Records appear below. Give all of them again, exactly.

[Items from a dataset]
= = = = = = =
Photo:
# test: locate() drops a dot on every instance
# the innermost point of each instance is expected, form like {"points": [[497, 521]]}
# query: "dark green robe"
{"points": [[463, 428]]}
= = = = = = =
- Result of this exercise -
Photo:
# test: locate() drops a dot on every instance
# the innermost point of each instance is expected, form like {"points": [[497, 521]]}
# query: "dark green robe"
{"points": [[463, 428]]}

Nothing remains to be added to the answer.